** EXERCISE INPUT **
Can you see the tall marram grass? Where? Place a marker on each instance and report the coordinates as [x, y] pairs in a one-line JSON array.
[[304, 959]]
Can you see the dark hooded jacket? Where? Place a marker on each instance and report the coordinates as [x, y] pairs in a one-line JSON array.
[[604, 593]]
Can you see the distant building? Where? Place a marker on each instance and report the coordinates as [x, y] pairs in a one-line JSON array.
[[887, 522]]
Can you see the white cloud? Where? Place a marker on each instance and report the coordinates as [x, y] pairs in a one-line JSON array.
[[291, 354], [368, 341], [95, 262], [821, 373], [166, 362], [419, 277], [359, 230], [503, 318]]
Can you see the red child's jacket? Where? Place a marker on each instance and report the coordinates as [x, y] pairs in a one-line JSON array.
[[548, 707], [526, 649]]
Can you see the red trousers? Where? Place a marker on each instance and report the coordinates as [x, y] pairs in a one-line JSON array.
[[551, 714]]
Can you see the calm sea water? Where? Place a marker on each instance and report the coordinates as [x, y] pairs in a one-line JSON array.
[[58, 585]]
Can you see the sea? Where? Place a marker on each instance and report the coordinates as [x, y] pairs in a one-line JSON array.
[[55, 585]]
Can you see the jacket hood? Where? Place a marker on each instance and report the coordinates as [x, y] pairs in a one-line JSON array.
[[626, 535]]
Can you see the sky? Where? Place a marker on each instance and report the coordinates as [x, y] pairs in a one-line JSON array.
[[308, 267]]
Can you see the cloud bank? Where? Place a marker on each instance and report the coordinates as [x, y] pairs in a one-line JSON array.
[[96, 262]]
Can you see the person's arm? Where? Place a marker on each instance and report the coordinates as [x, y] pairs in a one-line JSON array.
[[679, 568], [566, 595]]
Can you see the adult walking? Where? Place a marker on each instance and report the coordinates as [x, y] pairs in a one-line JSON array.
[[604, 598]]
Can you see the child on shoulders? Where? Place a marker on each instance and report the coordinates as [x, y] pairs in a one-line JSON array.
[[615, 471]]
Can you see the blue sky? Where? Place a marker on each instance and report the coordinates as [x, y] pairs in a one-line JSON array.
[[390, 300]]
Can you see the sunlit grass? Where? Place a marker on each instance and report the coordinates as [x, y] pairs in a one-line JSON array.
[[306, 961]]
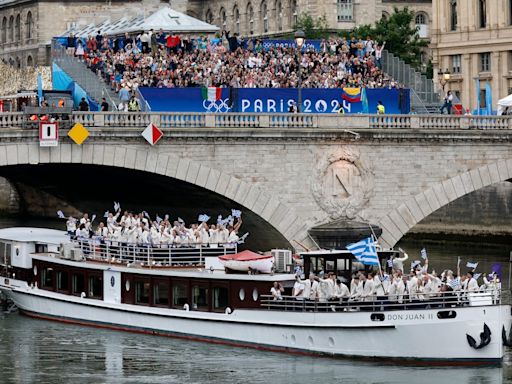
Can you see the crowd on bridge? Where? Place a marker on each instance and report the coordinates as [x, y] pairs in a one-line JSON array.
[[138, 229], [392, 286], [159, 59]]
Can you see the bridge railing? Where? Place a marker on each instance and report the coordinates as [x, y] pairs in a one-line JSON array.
[[113, 120]]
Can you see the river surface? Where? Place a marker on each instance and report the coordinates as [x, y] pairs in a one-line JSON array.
[[36, 351]]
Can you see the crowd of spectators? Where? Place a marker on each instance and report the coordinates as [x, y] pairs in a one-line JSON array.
[[158, 59]]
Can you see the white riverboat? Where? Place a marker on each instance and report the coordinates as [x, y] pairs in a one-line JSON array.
[[180, 293]]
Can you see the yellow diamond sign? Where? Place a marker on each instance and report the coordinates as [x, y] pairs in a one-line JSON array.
[[78, 133]]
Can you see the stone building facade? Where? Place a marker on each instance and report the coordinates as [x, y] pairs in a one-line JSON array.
[[277, 17], [27, 26], [472, 39]]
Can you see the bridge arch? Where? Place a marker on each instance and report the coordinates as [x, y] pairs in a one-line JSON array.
[[398, 221], [273, 211]]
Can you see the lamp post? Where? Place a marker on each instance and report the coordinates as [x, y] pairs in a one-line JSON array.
[[300, 39], [444, 77]]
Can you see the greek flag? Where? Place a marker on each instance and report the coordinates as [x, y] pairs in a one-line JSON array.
[[454, 283], [364, 251], [236, 213], [471, 265], [203, 218]]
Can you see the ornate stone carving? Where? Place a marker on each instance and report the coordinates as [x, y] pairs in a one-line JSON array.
[[344, 183]]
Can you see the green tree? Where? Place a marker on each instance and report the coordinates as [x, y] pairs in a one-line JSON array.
[[399, 33], [313, 29]]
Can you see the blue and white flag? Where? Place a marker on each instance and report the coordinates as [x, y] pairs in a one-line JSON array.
[[471, 265], [364, 251], [236, 213], [203, 218], [454, 283]]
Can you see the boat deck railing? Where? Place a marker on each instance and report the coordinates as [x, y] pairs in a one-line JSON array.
[[451, 299], [146, 255]]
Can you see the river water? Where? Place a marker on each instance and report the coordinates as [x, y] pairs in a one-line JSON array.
[[36, 351]]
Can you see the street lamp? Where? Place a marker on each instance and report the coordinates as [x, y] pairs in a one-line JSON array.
[[300, 39], [444, 77]]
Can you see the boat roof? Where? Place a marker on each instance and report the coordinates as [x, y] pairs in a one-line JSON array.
[[34, 235], [192, 272]]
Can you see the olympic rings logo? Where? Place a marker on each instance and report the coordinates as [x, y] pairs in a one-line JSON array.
[[217, 106]]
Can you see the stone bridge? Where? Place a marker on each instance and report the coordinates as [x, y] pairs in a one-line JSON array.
[[293, 172]]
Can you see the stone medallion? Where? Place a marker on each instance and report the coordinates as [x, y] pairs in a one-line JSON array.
[[343, 183]]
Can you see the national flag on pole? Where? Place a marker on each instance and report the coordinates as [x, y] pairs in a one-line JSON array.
[[152, 134], [211, 93], [471, 265], [364, 251]]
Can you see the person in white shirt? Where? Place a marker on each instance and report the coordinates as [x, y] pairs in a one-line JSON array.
[[310, 287], [276, 291]]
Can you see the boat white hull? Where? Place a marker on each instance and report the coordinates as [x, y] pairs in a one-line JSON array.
[[411, 334]]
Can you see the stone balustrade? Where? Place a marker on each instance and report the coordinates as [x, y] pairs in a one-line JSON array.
[[260, 120]]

** INSTRUCTIONS TO FOLLOW **
Lay out every item above as a two-column CSV with the headers "prompt" and "points", one row per item, holding its text and its answer, each in a single quoted field with line breaks changed to spaces. Leave out the pictures.

** RESULT OF THIS TASK **
prompt,points
"Can you see the tall marram grass? Where? Place a marker on each instance and report the coordinates as [x, y] pairs in a one-line JSON array.","[[304, 959]]"
"Can you see the dark hooded jacket? Where? Place a marker on each instance and report the coordinates as [x, y] pairs in a one-line JSON array.","[[604, 593]]"
"Can you see the distant building? Where? Place a marker on each instance and report the coordinates as [x, y] pairs in a one-line JSON array.","[[887, 522]]"
"Can you see the white cloud? Where? Place a marker on each instance and report the coordinates as [x, y] pairs in a one-line JSON array.","[[291, 354], [368, 341], [95, 262], [821, 373], [166, 362], [419, 277], [359, 230], [503, 318]]"
"Can you see the red child's jacket? Where? Place a marker on each instance and report the coordinates as [x, y] pairs in a one-line JSON array.","[[548, 707], [526, 649]]"
"Can you see the red trousers? Where? Place a marker on each instance and report the coordinates as [x, y] pairs in a one-line JSON array.","[[551, 714]]"
"Can you see the calm sea water? Where? Place a marker on each instance and report the coordinates as [x, y] pairs in a one-line JSON array.","[[58, 585]]"
"Can you see the sea? Where? Place a marker on each instance and report the coordinates as [x, y] pairs in a one-line JSON array.","[[55, 585]]"
"Can you see the jacket hood? Where? Place a marker on each instance and report the coordinates as [x, y] pairs in a one-line JSON array.","[[626, 535]]"
"Can you see the sky? Where? Place a marker on each instance and report the coordinates as [x, y] pairs in a one-line JSON array.","[[308, 267]]"
"Can you see the cloud bank? Where? Place a marker on each instance and report the coordinates as [x, y] pairs in a one-line JSON array.","[[96, 262]]"
"Can you see the person's arm? Where? Place a marker on each instance and report the coordinates as [x, y] pairs in a one-line JSON array.","[[679, 568], [566, 595]]"
"Can you see the adult walking? Where? Place a marker on each instance and report the coordinates as [x, y] pairs in a one-line JSON array.","[[604, 598]]"
"Can you see the child on shoulders? Where? Place a marker on each instance and report the coordinates as [x, y] pairs in a one-line JSON array.","[[615, 471]]"
"Can you see the blue sky? Where? Place a marker on each instance and report the coordinates as [x, y] pairs in a one-line JSON array.","[[390, 300]]"
"Can you see the sunlit grass? Where? Place a marker on each instance and report the coordinates as [x, y] pairs in a one-line JSON array.","[[306, 961]]"
"Can you see the crowd on bridge? Where? Place a marker on each instance and report the coordinates as [x, y] pairs in a one-line JSON array.","[[138, 229], [392, 286], [159, 59]]"
"Can you see the bridge railing? Where? Place a marker on each instance and report the coordinates as [x, y] pairs in a one-line JSON array.","[[113, 120]]"
"Can you see the river surface? Where? Place a marker on each instance and report the coordinates as [x, y] pairs in a one-line JSON array.","[[36, 351]]"
"Can you see the crowd of spectators? Where? Place a marker on each instance and report the coordinates as [x, y] pairs in a one-line JSON array.","[[158, 59]]"
"Can you see the white riverboat? Where? Place a marker on each instance and report the coordinates as [x, y] pairs in a one-line JSON array.","[[180, 293]]"
"Can you see the yellow diamond sign? Where? Place a marker on each instance and report the coordinates as [x, y] pairs in a one-line JSON array.","[[78, 133]]"
"Can you see the stone building facade? Where? Place a marker on each instance and report the coordinates as [x, y] pairs in a one-line JSON array.","[[277, 17], [27, 26], [472, 39]]"
"Can you see the bridge arch? Where? Place a marker on each instance and report the coordinates as [x, y] pairs in a one-line JSON array.","[[398, 221], [273, 211]]"
"Can you see the lamp post? Where? Place a marker on each instance and report the coordinates as [x, y] pairs in a one-line JSON array.","[[300, 39], [444, 77]]"
"Can you see the greek flag? Where? Place a marker on each instance and report the coordinates as [x, y] pairs in a one-line JSON array.","[[454, 283], [364, 251], [236, 213], [471, 265], [203, 218]]"
"Can you see the ornate stone carving? Where? Place a marker on each instance and report the coordinates as [x, y] pairs in a one-line JSON array.","[[344, 183]]"
"Can you see the green tree? Where? Place a marker on each instance and report the coordinates as [x, y] pairs in a one-line JSON array.","[[399, 33], [313, 29]]"
"Can you see the blue and white flag? Where? Place a marker on each instance and report the coordinates as [x, y] pairs in a one-line JSON array.","[[471, 265], [364, 251], [236, 213], [203, 218], [454, 283]]"
"Can you see the boat deck railing? Where? Place a marker on each instance and report the coordinates as [x, y] pairs in a one-line JSON array.","[[451, 299], [146, 255]]"
"Can you see the river water? Where? Place a marker on each instance and report the coordinates as [x, y] pairs in a one-line JSON array.","[[36, 351]]"
"Can you see the street lamp? Where? Place a marker on each instance and report the coordinates as [x, y] pairs in a one-line JSON array.","[[300, 39], [444, 77]]"
"Can you see the boat roof? Where? Place a marker on each instance and report the coordinates as [x, y] pairs in a one-line JSON array.","[[34, 235], [192, 272]]"
"Can you see the olympic rings logo? Where? Place a marker on each instance and report the coordinates as [x, y] pairs in a one-line JSON array.","[[217, 106]]"
"Can you see the stone bridge? Where? Place a marker on each instance and report the coordinates as [x, y] pairs in a one-line JSON array.","[[293, 172]]"
"Can you see the stone medallion? Where? Place a marker on each instance and report the coordinates as [x, y] pairs in a one-line JSON array.","[[343, 183]]"
"Can you see the national flag on pole? Where? Place a marker on each instance and report the coordinates as [x, y] pairs in a one-line JSON array.","[[152, 134], [211, 93], [471, 265], [364, 251]]"
"Can you see the person in white shirt? Where? Place a marker on each instance and report the coordinates as [x, y] pairs in a one-line JSON array.","[[310, 287], [276, 291]]"
"Can you see the boat white hull? Where? Place a marker on each instance and report the coordinates as [x, y] pairs in a one-line JSON array.","[[411, 334]]"
"Can you see the stone balustrade? Where? Place a marker on each instance and report the coordinates as [x, y] pairs in a one-line JSON array.","[[260, 120]]"